━━━ Texte de référence
La publication du rapport de l'Ademe (Agence pour l'environnement et la maîtrise de l'énergie) "pour une production d'électricité 100% renouvelable à l'horizon 2050", annoncée dans un premier temps pour le début du mois d'avril n'aura finalement pas eu lieu comme escompté. Si certains y ont vu ici non sans ironie la main toute puissante du gouvernement, pour lequel un rapport émanant d'une agence gouvernementale et décrédibilisant la place du nucléaire dans notre mix énergétique, s'avérerait plus que déplaisant, il convenait avant toute conclusion hâtive d'en étudier le contenu avec attention afin de percer la part de vérité dans ce rapport comme dans le flou qui l'entourait.

Publié par Mediapart dans un premier temps, puis repris avec délectation dans l'ensemble des médias français, le rapport de l'Ademe sur une France 100% renouvelable à l'horizon 2050 (que l'Agence publiera finalement bon grès mal grès à la mi avril) n'avait semble-t-il pas vocation à sortir si tôt du tiroir. Et pour cause, comme l'expliquait à cette occasion l'Ademe au journal Le Monde, il nous fallait "consolider certains points, mener des vérifications supplémentaires, confronter les hypothèses avec les professionnels du secteur, intégrer davantage de paramètres, affiner les implications économiques et technologiques… ". En résumé, le rapport n'était donc pas vraiment finalisé et il semblait prématuré de divulguer des conclusions qui "comporteraient des manques et ne seraient pas à 100 % fiables". Des conclusions prématurées donc mais qui n'ont pas empêché les interprétations en tous genres et l'élévation de ce rapport au rang de désaveu pour le gouvernement et le processus de transition énergétique en cours. Un emballement caractéristique de certains médias français plus enclin à faire le "buzz" qu'à vérifier la pertinence de leurs informations.
━━━━━━
━━━ Matériel fourni
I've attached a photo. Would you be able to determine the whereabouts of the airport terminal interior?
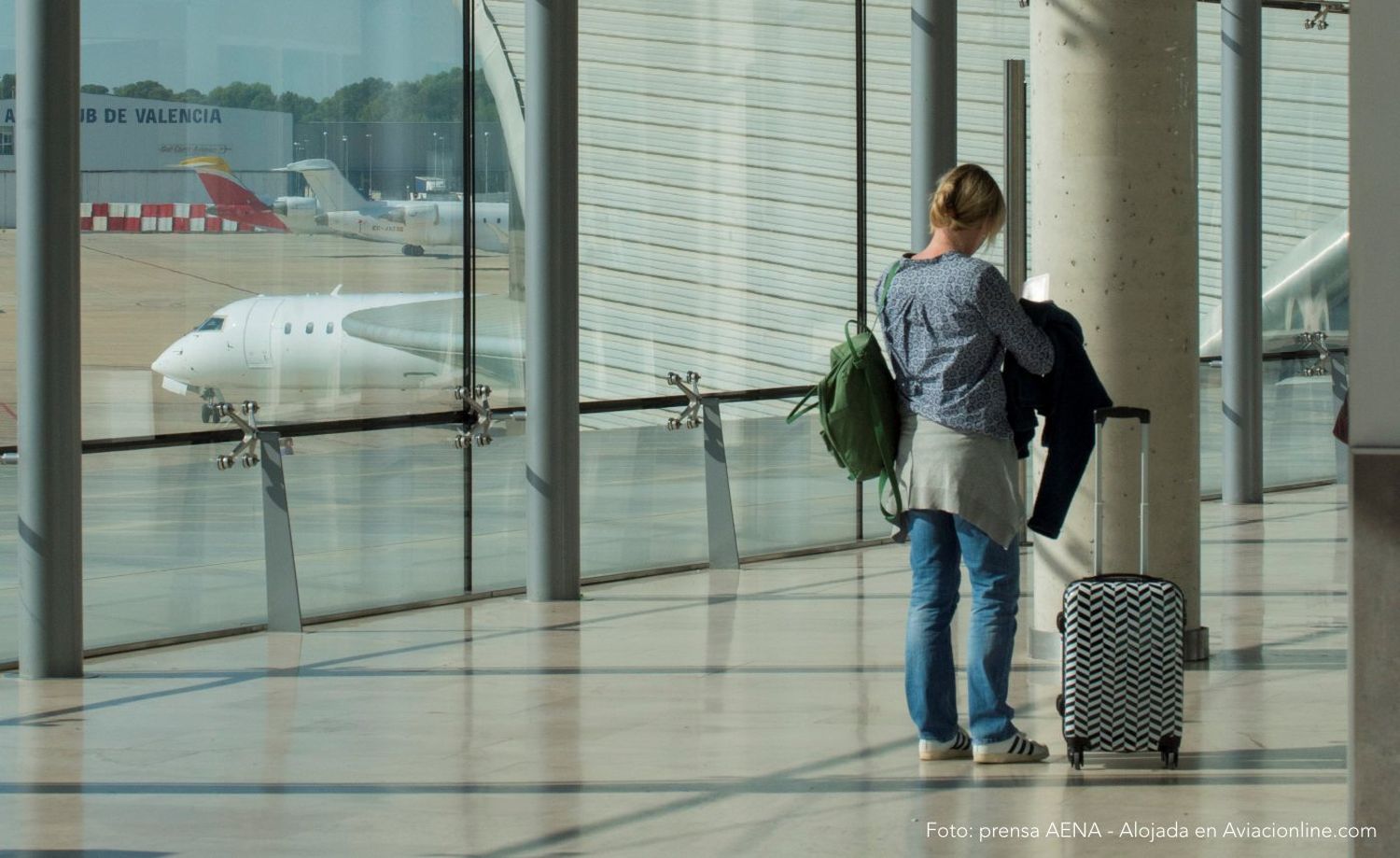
[0,0,1400,857]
━━━━━━
Exercices à résoudre
a: Dans le texte sur le rapport de l'Ademe, relevez toutes les opérations que l'Agence disait devoir encore mener avant la publication, d'après ses explications au journal Le Monde.
b: D'après le texte sur le rapport de l'Ademe, quel média a publié ce rapport en premier ?
c: Poursuivez le texte sur le rapport de l'Ademe à partir de sa dernière phrase.

Réponses par exercice
a:
- consolider certains points
- mener des vérifications supplémentaires
- confronter les hypothèses avec les professionnels du secteur
- intégrer davantage de paramètres
- affiner les implications économiques et technologiques

b: Mediapart a publié le rapport en premier.

c:
Cela étant, certaines études plus poussées de ce rapport ont finalement vu le jour ces dernières semaines laissant ainsi la place au doute quant à la qualité et à la rigueur des auteurs et spécialistes de l'Ademe. En effet, l'étude d'Alain Marcadé notamment, ancien directeur-technique de la centrale nucléaire de Saint-Alban, révèle dans les colonnes du site Techniques de l'Ingénieur de nombreuses irrégularités conduisant à une conclusion certes alléchante, mais fondamentalement irréaliste. 

Selon les hypothèses de base de ce rapport, la demande d'énergie en France devrait diminuer de 14% d'ici 2050, une évolution très optimiste au regard de la composition des consommations actuelles et de l'évolution démographique de notre société (la France devrait compter 6 millions d'habitants en plus à cette période). Concernant la production, l'Ademe estime que l'ensemble des moyens de production renouvelables associés à des moyens de stockage de l'électricité à différentes échelles de temps, pourront assurer une production stable et durable à un prix relativement abordable. Et c'est bien là que le bas blesse. Car si dans l'absolue, une production 100% renouvelable est possible, via des investissements lourds dans de nouvelles structures de production, le stockage de l'électricité nécessaire à la stabilité du réseau semble franchement irréaliste dans les proportions évoquées par l'Ademe. 

Le rapport propose ici trois types de stockage : un stockage dit de court-terme (6 heures de durée de décharge) de type batteries ; des Stations de transfert d'énergie par pompage (dites STEP), constituées de deux bassins hydrauliques à des altitudes différentes permettant un stockage infra-hebdomadaire (32 heures de durée de décharge) et le stockage power-to-gas par méthanation. Un dispositif intéressant par sa complémentarité mais qui semble largement sur-estimé. En effet, comme l'explique Alain Marcadé, le "sous-dimensionnement important des moyens de production et de stockage est ici problématique, car ont été purement et simplement omis dans le calcul les pertes d'énergie dans le réseau, et, plus grave, le très faible rendement du procédé de méthanation utilisé pour réaliser le stockage inter-saisonnier, (même si une valeur optimiste de ce rendement est mentionnée dans le rapport.)". Cette compensation très insuffisante de l'intermittence des EnR conduirait donc avec le mix proposé à plusieurs "black-out" par hiver dans notre pays.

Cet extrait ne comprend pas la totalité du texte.